WRITTEN EXERCISE A: Return the passage of the 2.4.14-pre6 excerpt between "In fact, I'd" and "think I'm done.", inclusive, copied word for word.
WRITTEN EXERCISE B: Write the next part of the 2.4.14-pre6 excerpt, beginning right after its final sentence.

And I dare anybody to break those OOM heuristics - either by not
triggering when they should, or by triggering too early. You'll get an
honourable mention if you can break them and tell me how ("Honourable
mention"? Yeah, I'm cheap. What else is new?)

In fact, I'd _really_ like to know of any VM loads that show bad
behaviour. If you have a pet peeve about the VM, now is the time to speak
up. Because otherwise I think I'm done.

Anybody out there with cerberus?

Linus "128MB of RAM and 1GB into swap, and happy" Torvalds

----

pre6:
- me: remember to bump the version number ;)
- Hugh Dickins: export "free_lru_page()" for modules
- Jeff Garzik: don't change nopage arguments, just make the last a dummy one
- David Miller: sparc and net updates (netfilter, VLAN etc)
- Nikita Danilov: reiserfs cleanups
- Jan Kara: quota initialization race
- Tigran Aivazian: make the x86 microcode update driver happy about
hyperthreaded P4's
- me: shrink dcache/icache more aggressively
- me: fix up oom-killer so that it actually works

pre5:
- Andrew Morton: remove stale UnlockPage
- me: swap cache page locking update

pre4:
- Mikael Pettersson: fix P4 boot with APIC enabled
- me: fix device queuing thinko, clean up VM locking

pre3:
- Ren? Scharfe: random bugfix
- me: block device queuing low-water-marks, VM mapped tweaking.

pre2:
- Alan Cox: more merging
- Alexander Viro: block device module race fixes
- Richard Henderson: mmap for 32-bit alpha personality
- Jeff Garzik: 8139 and natsemi update

pre1:
- Michael Warfield: computone serial driver update
- Alexander Viro: cdrom module race fixes
- David Miller: Acenic driver fix
- Andrew Grover: ACPI update
- Kai Germaschewski: ISDN update
- Tim Waugh: parport update
- David Woodhouse: JFFS garbage collect sleep


2001-10-31 09:15:11

by Andrew Morton

[permalink] [raw]
Subject: Re: 2.4.14-pre6

Linus Torvalds wrote:
>
> If you have a pet peeve about the VM, now is the time to speak
> up.
>

I'm peeved by the request queue changes.

Appended here is a program which creates 100,000 small files.
Using ext2 on -pre5. We see how long it takes to run

(make-many-files ; sync)

For several values of queue_nr_requests:

queue_nr_requests: 128 8192 32768
execution time: 4:43 3:25 3:20

Almost all of the execution time is in the `sync'.

This is on a disk with a 2 meg cache which does pretty aggressive
write-behind. I expect the difference would be worse with a disk
which doesn't help so much.

GIVEN DATA:
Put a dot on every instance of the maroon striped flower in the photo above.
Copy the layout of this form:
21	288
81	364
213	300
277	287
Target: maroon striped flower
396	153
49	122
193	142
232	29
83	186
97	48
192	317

RESULT A:
In fact, I'd _really_ like to know of any VM loads that show bad
behaviour. If you have a pet peeve about the VM, now is the time to speak
up. Because otherwise I think I'm done.

RESULT B:
By restricting the number of requests in flight to 128 we're
giving new requests only a very small chance of getting merged with
an existing request. More seeking.

OK, not an interesting workload. But I suspect that there are real
workloads which will be bitten by this.

Why is the queue length so tiny now? Latency? If so, couldn't this
be addressed by giving reads higher priority versus writes?



#include <stdio.h>
#include <stdlib.h>
#include <unistd.h>
#include <fcntl.h>
#include <sys/stat.h>
#include <sys/types.h>

static void doit(char *name)
{
static char stuff[4096];
int fd;

fd = creat(name, 0666);
if (fd < 0) {
perror(name);
exit(1);
}
write(fd, stuff, sizeof(stuff));
close(fd);
}

int main(void)
{
int i, j, k, l, m;
char buf[100];

for (i = 0; i < 10; i++) {
sprintf(buf, "%d", i);
mkdir(buf, 0777);
for (j = 0; j < 10; j++) {
sprintf(buf, "%d/%d", i, j);
mkdir(buf, 0777);
printf("%s\n", buf);
for (k = 0; k < 10; k++) {
sprintf(buf, "%d/%d/%d", i, j, k);
mkdir(buf, 0777);
for (l = 0; l < 10; l++) {
sprintf(buf, "%d/%d/%d/%d", i, j, k, l);
mkdir(buf, 0777);
for (m = 0; m < 10; m++) {
sprintf(buf, "%d/%d/%d/%d/%d", i, j, k, l, m);
doit(buf);
}
}
}
}
}
exit(0);
}

2001-10-31 09:30:31

by bert hubert

[permalink] [raw]
Subject: Re: 2.4.14-pre6

On Wed, Oct 31, 2001 at 12:00:00AM -0800, Linus Torvalds wrote:


> In fact, I'd _really_ like to know of any VM loads that show bad
> behaviour. If you have a pet peeve about the VM, now is the time to speak
> up. Because otherwise I think I'm done.

The Google case comes to mind. And we should be good for google!

Regards,

bert

--
http://www.PowerDNS.com Versatile DNS Software & Services
Trilab The Technology People
Netherlabs BV / Rent-a-Nerd.nl - Nerd Available -
'SYN! .. SYN|ACK! .. ACK!' - the mating call of the internet

2001-10-31 09:29:21

by Jens Axboe

[permalink] [raw]
Subject: Re: 2.4.14-pre6

On Wed, Oct 31 2001, Andrew Morton wrote:
> Linus Torvalds wrote:
> >
> > If you have a pet peeve about the VM, now is the time to speak
> > up.
> >
>
> I'm peeved by the request queue changes.

I was too. However it didn't seem to make too much of a difference in
real life, I guess your test cases shows a bit differently.

> Appended here is a program which creates 100,000 small files.
> Using ext2 on -pre5. We see how long it takes to run
>
> (make-many-files ; sync)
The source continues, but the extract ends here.